►
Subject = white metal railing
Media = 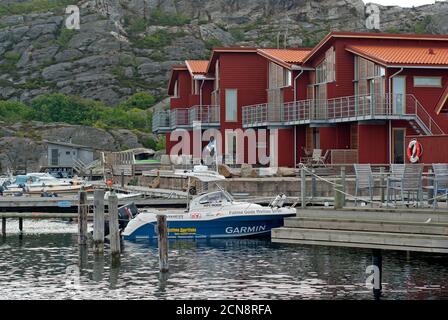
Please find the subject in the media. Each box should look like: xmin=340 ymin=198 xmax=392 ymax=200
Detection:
xmin=170 ymin=108 xmax=190 ymax=128
xmin=242 ymin=94 xmax=444 ymax=136
xmin=153 ymin=105 xmax=220 ymax=133
xmin=152 ymin=110 xmax=170 ymax=132
xmin=188 ymin=105 xmax=220 ymax=125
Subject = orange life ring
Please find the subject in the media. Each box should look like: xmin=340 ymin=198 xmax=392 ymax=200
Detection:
xmin=407 ymin=139 xmax=423 ymax=163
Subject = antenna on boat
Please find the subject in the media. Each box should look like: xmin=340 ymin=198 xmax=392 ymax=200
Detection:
xmin=205 ymin=136 xmax=218 ymax=173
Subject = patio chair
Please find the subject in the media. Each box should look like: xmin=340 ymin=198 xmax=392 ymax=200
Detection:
xmin=354 ymin=164 xmax=374 ymax=206
xmin=310 ymin=149 xmax=322 ymax=165
xmin=299 ymin=147 xmax=314 ymax=165
xmin=432 ymin=163 xmax=448 ymax=208
xmin=386 ymin=164 xmax=405 ymax=205
xmin=315 ymin=149 xmax=330 ymax=166
xmin=400 ymin=164 xmax=423 ymax=207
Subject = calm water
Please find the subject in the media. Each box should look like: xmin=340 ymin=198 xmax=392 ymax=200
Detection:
xmin=0 ymin=219 xmax=447 ymax=300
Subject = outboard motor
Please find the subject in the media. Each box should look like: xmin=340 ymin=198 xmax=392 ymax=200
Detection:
xmin=104 ymin=202 xmax=139 ymax=236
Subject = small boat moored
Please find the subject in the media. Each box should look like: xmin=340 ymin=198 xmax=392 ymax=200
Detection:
xmin=122 ymin=166 xmax=296 ymax=240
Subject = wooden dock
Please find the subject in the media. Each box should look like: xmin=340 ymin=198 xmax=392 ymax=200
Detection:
xmin=0 ymin=195 xmax=187 ymax=212
xmin=272 ymin=207 xmax=448 ymax=253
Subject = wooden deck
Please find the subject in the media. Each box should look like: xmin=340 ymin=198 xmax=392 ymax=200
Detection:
xmin=272 ymin=207 xmax=448 ymax=254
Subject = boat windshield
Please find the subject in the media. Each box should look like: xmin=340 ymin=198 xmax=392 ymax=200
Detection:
xmin=14 ymin=175 xmax=37 ymax=184
xmin=192 ymin=190 xmax=233 ymax=208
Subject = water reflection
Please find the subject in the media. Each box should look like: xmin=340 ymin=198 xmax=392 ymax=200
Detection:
xmin=0 ymin=226 xmax=448 ymax=299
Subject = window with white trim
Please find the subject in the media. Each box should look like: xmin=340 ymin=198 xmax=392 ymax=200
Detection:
xmin=225 ymin=89 xmax=237 ymax=122
xmin=413 ymin=76 xmax=442 ymax=87
xmin=173 ymin=80 xmax=179 ymax=98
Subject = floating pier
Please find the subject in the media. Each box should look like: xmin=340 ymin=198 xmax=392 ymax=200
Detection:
xmin=272 ymin=207 xmax=448 ymax=253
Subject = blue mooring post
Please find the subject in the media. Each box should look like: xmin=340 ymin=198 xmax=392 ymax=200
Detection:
xmin=372 ymin=249 xmax=382 ymax=300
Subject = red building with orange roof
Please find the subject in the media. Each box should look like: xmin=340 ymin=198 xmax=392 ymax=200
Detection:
xmin=154 ymin=32 xmax=448 ymax=167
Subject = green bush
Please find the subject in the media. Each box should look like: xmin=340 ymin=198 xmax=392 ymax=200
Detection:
xmin=134 ymin=30 xmax=175 ymax=48
xmin=229 ymin=28 xmax=245 ymax=42
xmin=127 ymin=17 xmax=148 ymax=34
xmin=0 ymin=0 xmax=72 ymax=17
xmin=414 ymin=16 xmax=432 ymax=34
xmin=56 ymin=28 xmax=75 ymax=48
xmin=205 ymin=38 xmax=223 ymax=50
xmin=0 ymin=51 xmax=21 ymax=73
xmin=118 ymin=92 xmax=156 ymax=110
xmin=149 ymin=9 xmax=190 ymax=26
xmin=1 ymin=93 xmax=156 ymax=133
xmin=0 ymin=100 xmax=32 ymax=122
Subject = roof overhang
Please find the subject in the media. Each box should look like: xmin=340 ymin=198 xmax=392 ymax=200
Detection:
xmin=193 ymin=75 xmax=215 ymax=80
xmin=303 ymin=31 xmax=448 ymax=65
xmin=167 ymin=65 xmax=188 ymax=96
xmin=346 ymin=47 xmax=448 ymax=69
xmin=207 ymin=47 xmax=258 ymax=73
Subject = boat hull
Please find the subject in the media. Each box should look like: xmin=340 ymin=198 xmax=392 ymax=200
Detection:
xmin=123 ymin=213 xmax=295 ymax=240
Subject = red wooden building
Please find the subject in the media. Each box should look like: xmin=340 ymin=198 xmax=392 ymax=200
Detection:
xmin=153 ymin=32 xmax=448 ymax=167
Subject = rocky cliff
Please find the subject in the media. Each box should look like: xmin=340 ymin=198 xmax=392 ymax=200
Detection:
xmin=1 ymin=0 xmax=448 ymax=106
xmin=1 ymin=0 xmax=448 ymax=172
xmin=0 ymin=120 xmax=149 ymax=172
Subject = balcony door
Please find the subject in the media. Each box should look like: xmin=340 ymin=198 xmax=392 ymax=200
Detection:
xmin=392 ymin=128 xmax=405 ymax=164
xmin=392 ymin=76 xmax=406 ymax=115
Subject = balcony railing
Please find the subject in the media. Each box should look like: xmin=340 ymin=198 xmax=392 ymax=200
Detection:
xmin=152 ymin=110 xmax=170 ymax=133
xmin=152 ymin=105 xmax=220 ymax=133
xmin=188 ymin=105 xmax=220 ymax=126
xmin=242 ymin=94 xmax=444 ymax=136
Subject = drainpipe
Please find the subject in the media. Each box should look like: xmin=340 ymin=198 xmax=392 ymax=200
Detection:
xmin=293 ymin=69 xmax=304 ymax=168
xmin=387 ymin=67 xmax=404 ymax=164
xmin=199 ymin=79 xmax=205 ymax=120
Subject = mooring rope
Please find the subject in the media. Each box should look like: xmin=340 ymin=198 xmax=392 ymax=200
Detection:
xmin=296 ymin=163 xmax=447 ymax=208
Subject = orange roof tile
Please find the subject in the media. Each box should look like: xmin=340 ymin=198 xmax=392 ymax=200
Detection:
xmin=346 ymin=45 xmax=448 ymax=66
xmin=185 ymin=60 xmax=209 ymax=75
xmin=258 ymin=48 xmax=312 ymax=68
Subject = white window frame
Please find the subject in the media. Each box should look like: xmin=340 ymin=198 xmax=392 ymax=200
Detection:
xmin=225 ymin=89 xmax=238 ymax=122
xmin=413 ymin=76 xmax=442 ymax=88
xmin=173 ymin=80 xmax=179 ymax=98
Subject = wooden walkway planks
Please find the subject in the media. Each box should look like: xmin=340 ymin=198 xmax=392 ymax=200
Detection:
xmin=272 ymin=208 xmax=448 ymax=254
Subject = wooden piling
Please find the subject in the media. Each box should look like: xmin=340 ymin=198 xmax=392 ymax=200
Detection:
xmin=19 ymin=217 xmax=23 ymax=234
xmin=1 ymin=217 xmax=5 ymax=237
xmin=301 ymin=167 xmax=306 ymax=209
xmin=108 ymin=192 xmax=121 ymax=257
xmin=93 ymin=189 xmax=105 ymax=253
xmin=78 ymin=190 xmax=88 ymax=246
xmin=334 ymin=183 xmax=343 ymax=210
xmin=311 ymin=169 xmax=316 ymax=200
xmin=341 ymin=166 xmax=346 ymax=207
xmin=372 ymin=249 xmax=382 ymax=300
xmin=428 ymin=169 xmax=434 ymax=206
xmin=157 ymin=214 xmax=169 ymax=272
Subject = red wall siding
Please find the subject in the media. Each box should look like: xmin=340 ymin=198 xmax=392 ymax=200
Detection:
xmin=218 ymin=52 xmax=268 ymax=163
xmin=400 ymin=68 xmax=448 ymax=133
xmin=276 ymin=128 xmax=295 ymax=167
xmin=405 ymin=135 xmax=448 ymax=164
xmin=358 ymin=124 xmax=388 ymax=164
xmin=170 ymin=71 xmax=192 ymax=109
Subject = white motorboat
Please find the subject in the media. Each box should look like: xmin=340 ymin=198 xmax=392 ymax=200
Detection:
xmin=122 ymin=166 xmax=296 ymax=240
xmin=1 ymin=173 xmax=90 ymax=195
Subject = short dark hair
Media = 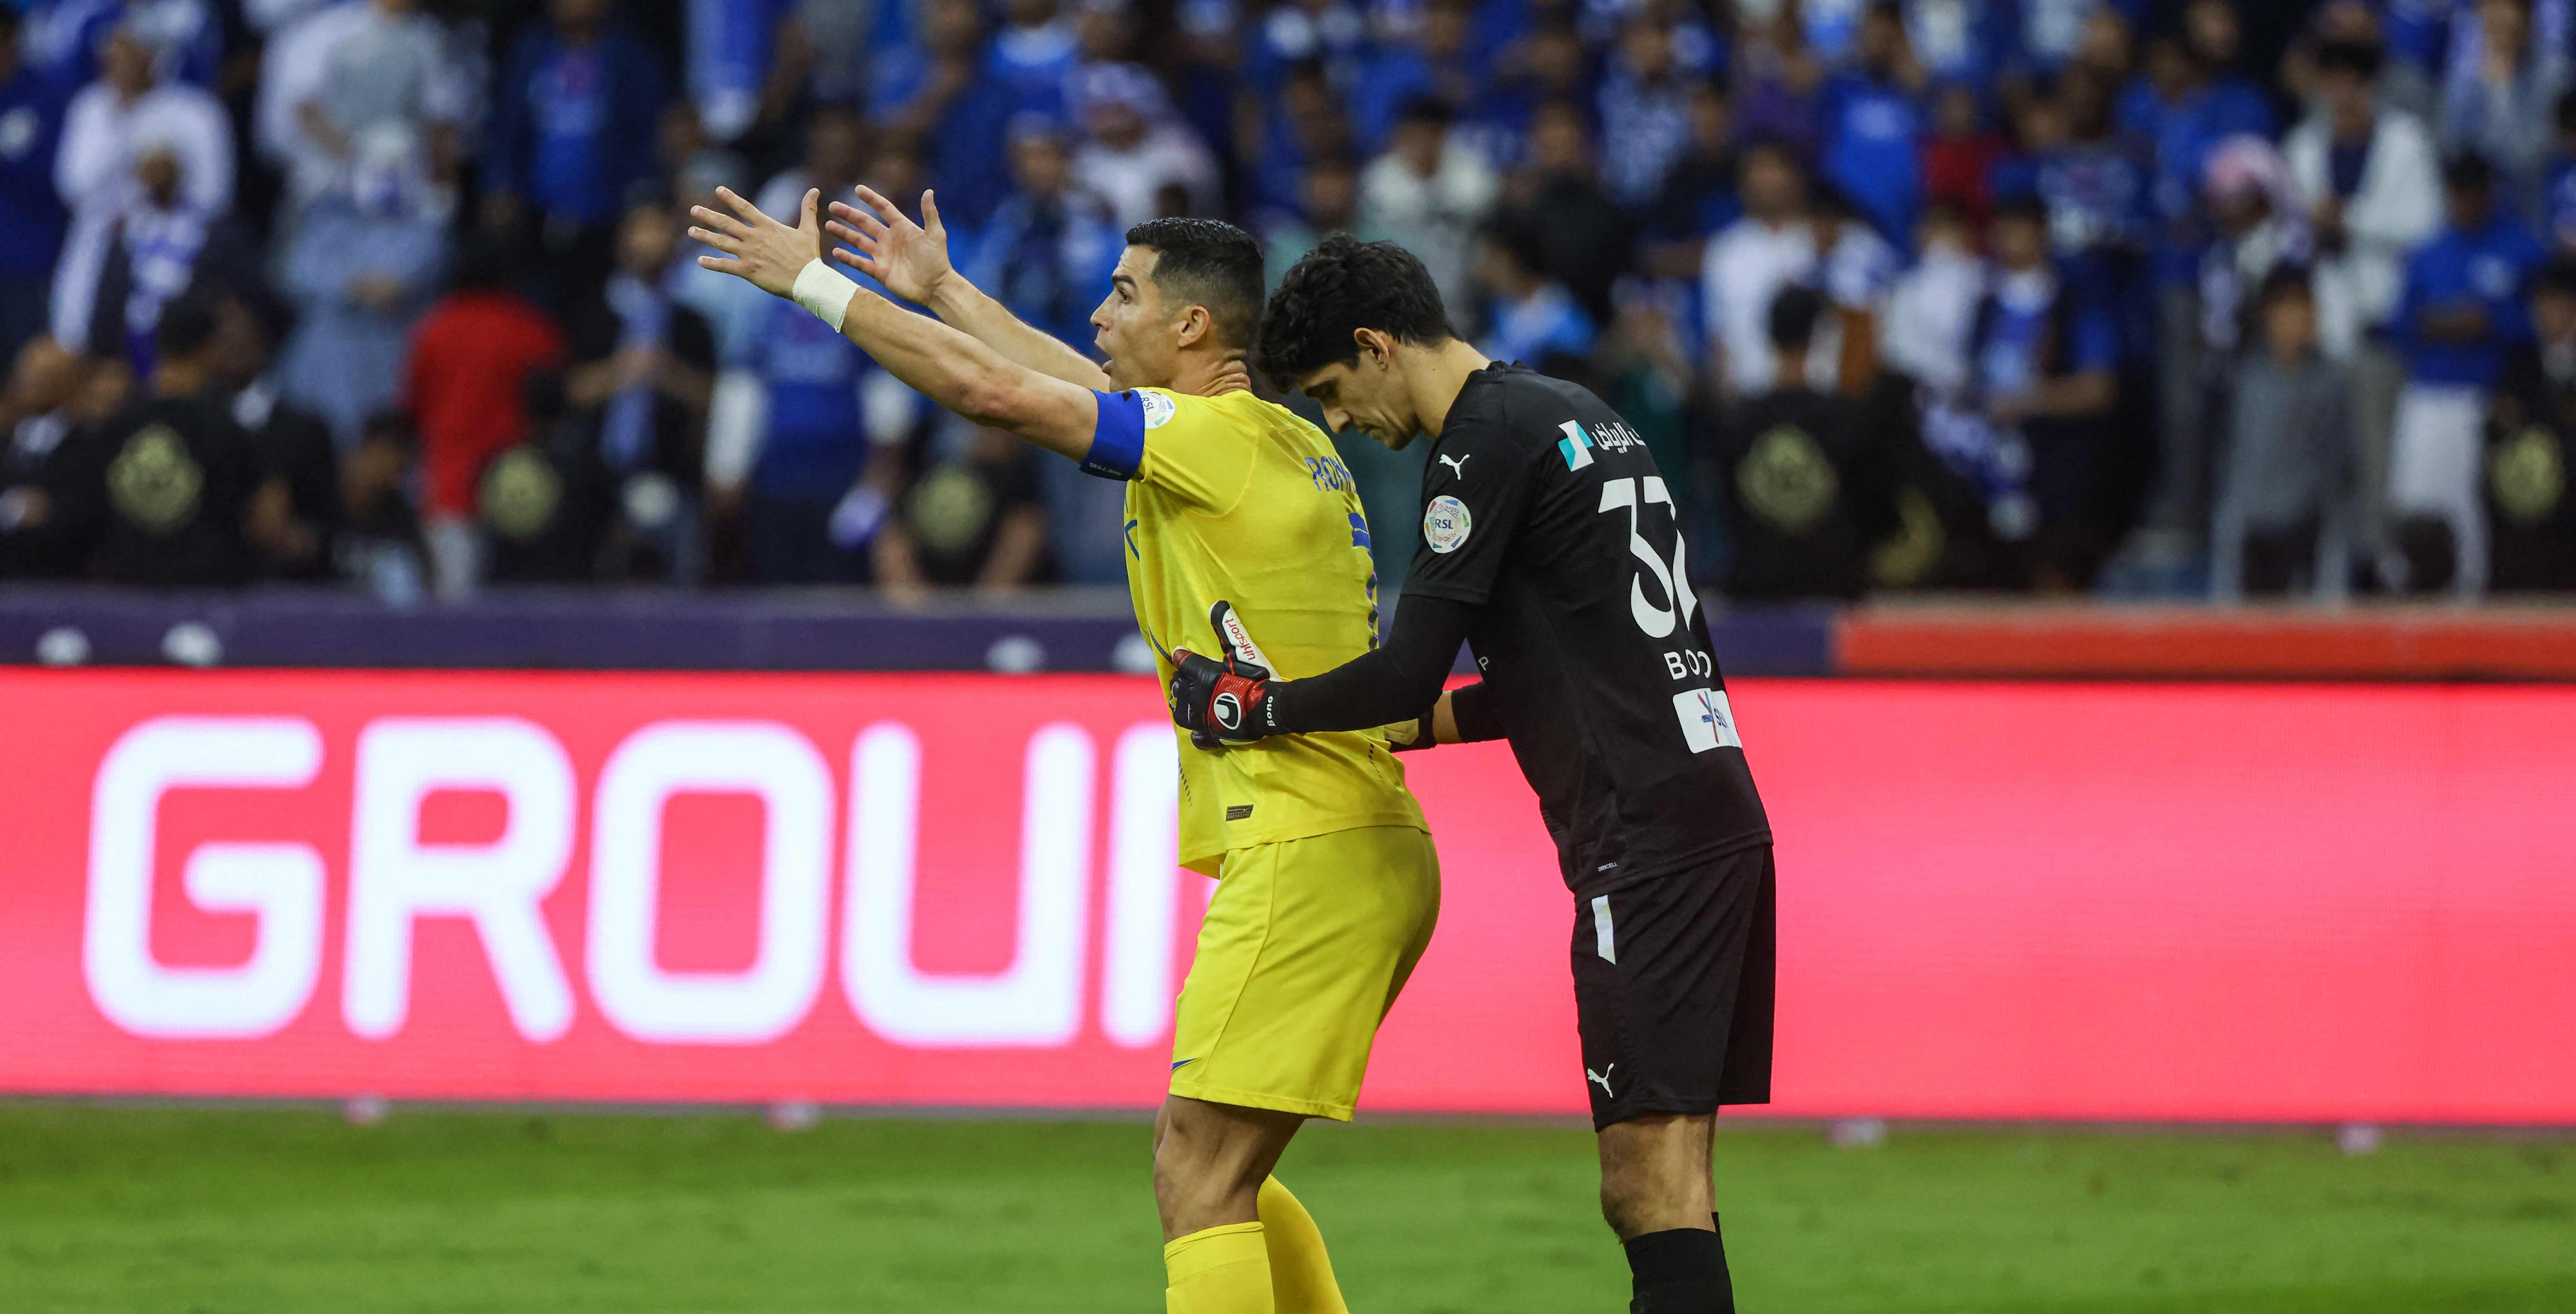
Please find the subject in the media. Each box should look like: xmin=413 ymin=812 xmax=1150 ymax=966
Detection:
xmin=1394 ymin=95 xmax=1455 ymax=130
xmin=1766 ymin=285 xmax=1824 ymax=353
xmin=2535 ymin=259 xmax=2576 ymax=300
xmin=1255 ymin=234 xmax=1456 ymax=388
xmin=1737 ymin=133 xmax=1805 ymax=175
xmin=2314 ymin=39 xmax=2384 ymax=82
xmin=2257 ymin=265 xmax=2314 ymax=306
xmin=2442 ymin=151 xmax=2496 ymax=195
xmin=1992 ymin=191 xmax=2051 ymax=229
xmin=1125 ymin=217 xmax=1264 ymax=350
xmin=155 ymin=287 xmax=225 ymax=360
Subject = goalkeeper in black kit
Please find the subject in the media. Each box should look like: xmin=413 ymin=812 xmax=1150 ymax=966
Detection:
xmin=1168 ymin=236 xmax=1774 ymax=1314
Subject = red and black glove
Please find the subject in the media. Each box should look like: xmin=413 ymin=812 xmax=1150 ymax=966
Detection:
xmin=1170 ymin=648 xmax=1279 ymax=747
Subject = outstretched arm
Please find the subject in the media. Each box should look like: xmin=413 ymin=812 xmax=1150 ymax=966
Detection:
xmin=826 ymin=186 xmax=1115 ymax=392
xmin=1171 ymin=595 xmax=1507 ymax=748
xmin=691 ymin=186 xmax=1099 ymax=461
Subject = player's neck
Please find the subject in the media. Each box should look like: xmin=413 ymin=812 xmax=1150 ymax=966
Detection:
xmin=1406 ymin=338 xmax=1493 ymax=437
xmin=1165 ymin=350 xmax=1254 ymax=399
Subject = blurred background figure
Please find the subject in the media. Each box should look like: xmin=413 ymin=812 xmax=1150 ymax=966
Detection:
xmin=564 ymin=193 xmax=716 ymax=586
xmin=483 ymin=0 xmax=669 ymax=311
xmin=1711 ymin=285 xmax=1900 ymax=601
xmin=2211 ymin=268 xmax=2351 ymax=600
xmin=2386 ymin=152 xmax=2546 ymax=594
xmin=1358 ymin=96 xmax=1496 ymax=329
xmin=402 ymin=238 xmax=568 ymax=600
xmin=0 ymin=4 xmax=73 ymax=367
xmin=873 ymin=418 xmax=1051 ymax=599
xmin=35 ymin=288 xmax=291 ymax=587
xmin=1068 ymin=61 xmax=1217 ymax=228
xmin=255 ymin=0 xmax=467 ymax=218
xmin=274 ymin=127 xmax=448 ymax=448
xmin=0 ymin=0 xmax=2554 ymax=607
xmin=2485 ymin=259 xmax=2576 ymax=590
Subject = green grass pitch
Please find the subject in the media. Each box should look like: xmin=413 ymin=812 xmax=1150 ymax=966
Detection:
xmin=0 ymin=1103 xmax=2570 ymax=1312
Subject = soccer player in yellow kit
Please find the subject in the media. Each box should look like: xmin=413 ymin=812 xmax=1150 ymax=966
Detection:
xmin=689 ymin=183 xmax=1438 ymax=1314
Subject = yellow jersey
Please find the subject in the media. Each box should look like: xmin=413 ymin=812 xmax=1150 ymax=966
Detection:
xmin=1096 ymin=385 xmax=1428 ymax=875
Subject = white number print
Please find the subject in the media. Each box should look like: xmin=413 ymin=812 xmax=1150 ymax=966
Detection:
xmin=1596 ymin=476 xmax=1697 ymax=638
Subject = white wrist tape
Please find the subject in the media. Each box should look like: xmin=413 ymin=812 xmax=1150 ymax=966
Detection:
xmin=791 ymin=258 xmax=856 ymax=333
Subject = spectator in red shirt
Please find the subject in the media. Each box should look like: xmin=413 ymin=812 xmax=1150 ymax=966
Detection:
◄
## Problem statement
The lines above from the one containing "Subject = green bush" through the one containing "Subject = red wooden building" are to be set down exactly, and no others.

## Answer box
Subject = green bush
Please find the subject in the media. Each box should look like: xmin=340 ymin=198 xmax=392 ymax=200
Detection:
xmin=134 ymin=30 xmax=175 ymax=48
xmin=229 ymin=28 xmax=245 ymax=42
xmin=127 ymin=17 xmax=148 ymax=34
xmin=0 ymin=0 xmax=72 ymax=17
xmin=414 ymin=16 xmax=432 ymax=34
xmin=56 ymin=28 xmax=75 ymax=48
xmin=205 ymin=38 xmax=223 ymax=50
xmin=0 ymin=51 xmax=21 ymax=73
xmin=118 ymin=92 xmax=156 ymax=110
xmin=149 ymin=9 xmax=190 ymax=26
xmin=1 ymin=93 xmax=156 ymax=133
xmin=0 ymin=100 xmax=32 ymax=122
Subject = roof overhang
Please find the subject in the media. Each box should look like: xmin=340 ymin=198 xmax=392 ymax=200
Detection:
xmin=193 ymin=75 xmax=215 ymax=80
xmin=303 ymin=31 xmax=448 ymax=65
xmin=167 ymin=65 xmax=188 ymax=96
xmin=346 ymin=47 xmax=448 ymax=69
xmin=207 ymin=47 xmax=258 ymax=73
Subject = boat hull
Please find the subject in the media. Each box should look like: xmin=340 ymin=198 xmax=392 ymax=200
Detection:
xmin=123 ymin=213 xmax=295 ymax=240
Subject = red wooden building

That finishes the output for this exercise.